== Segment start ==
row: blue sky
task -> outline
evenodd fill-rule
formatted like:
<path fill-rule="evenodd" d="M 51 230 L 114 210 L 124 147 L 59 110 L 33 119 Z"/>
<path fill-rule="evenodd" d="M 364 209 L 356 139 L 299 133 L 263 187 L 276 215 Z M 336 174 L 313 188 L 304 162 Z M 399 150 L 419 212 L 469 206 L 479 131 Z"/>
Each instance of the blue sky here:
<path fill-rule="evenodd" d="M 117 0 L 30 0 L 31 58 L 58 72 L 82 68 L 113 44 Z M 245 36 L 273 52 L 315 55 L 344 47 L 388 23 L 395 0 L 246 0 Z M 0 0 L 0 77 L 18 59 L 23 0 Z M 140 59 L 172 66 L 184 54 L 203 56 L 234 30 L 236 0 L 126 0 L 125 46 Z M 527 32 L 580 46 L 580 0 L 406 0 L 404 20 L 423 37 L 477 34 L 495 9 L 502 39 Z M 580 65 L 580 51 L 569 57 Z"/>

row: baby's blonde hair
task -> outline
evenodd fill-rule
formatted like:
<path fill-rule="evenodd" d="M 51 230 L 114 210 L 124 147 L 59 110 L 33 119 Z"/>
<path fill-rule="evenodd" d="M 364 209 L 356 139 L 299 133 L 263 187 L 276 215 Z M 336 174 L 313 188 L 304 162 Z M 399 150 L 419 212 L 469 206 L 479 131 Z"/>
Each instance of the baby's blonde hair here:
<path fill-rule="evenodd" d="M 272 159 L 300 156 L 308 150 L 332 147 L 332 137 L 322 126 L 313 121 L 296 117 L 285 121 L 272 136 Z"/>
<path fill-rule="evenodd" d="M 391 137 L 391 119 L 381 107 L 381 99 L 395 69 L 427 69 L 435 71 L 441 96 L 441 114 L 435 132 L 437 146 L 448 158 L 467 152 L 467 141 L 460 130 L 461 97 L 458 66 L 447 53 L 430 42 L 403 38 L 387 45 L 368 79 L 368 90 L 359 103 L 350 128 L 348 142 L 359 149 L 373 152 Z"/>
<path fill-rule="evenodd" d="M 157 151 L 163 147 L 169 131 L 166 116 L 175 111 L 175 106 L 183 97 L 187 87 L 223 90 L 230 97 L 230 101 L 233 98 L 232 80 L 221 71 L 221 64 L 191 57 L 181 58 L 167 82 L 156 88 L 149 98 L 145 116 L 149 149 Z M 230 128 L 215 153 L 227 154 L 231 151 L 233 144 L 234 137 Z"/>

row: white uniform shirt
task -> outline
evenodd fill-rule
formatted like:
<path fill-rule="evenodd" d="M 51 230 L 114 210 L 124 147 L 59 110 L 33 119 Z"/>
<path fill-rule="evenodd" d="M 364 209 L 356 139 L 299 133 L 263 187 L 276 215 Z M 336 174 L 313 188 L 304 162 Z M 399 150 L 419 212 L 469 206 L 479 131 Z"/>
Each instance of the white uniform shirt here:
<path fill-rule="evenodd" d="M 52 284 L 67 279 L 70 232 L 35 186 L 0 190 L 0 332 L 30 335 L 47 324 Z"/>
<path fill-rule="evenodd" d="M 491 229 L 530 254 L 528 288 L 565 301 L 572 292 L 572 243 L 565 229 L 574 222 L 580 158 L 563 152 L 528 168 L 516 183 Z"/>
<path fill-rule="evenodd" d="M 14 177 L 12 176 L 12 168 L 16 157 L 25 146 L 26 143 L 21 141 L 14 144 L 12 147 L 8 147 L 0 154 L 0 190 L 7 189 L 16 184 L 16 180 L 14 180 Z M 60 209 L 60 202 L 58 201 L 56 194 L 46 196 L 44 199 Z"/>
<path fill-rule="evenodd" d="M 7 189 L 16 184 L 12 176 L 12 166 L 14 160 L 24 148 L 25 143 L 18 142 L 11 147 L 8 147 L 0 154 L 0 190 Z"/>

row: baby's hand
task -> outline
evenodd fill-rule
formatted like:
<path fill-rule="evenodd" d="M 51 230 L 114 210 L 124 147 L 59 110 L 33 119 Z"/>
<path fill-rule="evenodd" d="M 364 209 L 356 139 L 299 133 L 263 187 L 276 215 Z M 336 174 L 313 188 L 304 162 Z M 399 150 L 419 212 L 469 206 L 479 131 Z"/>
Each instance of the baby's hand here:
== Segment end ==
TASK STATEMENT - When a line of the data holds the string "hand", pick it out and copy it.

RESULT BELOW -
row: baby's hand
Each instance of the baby's hand here:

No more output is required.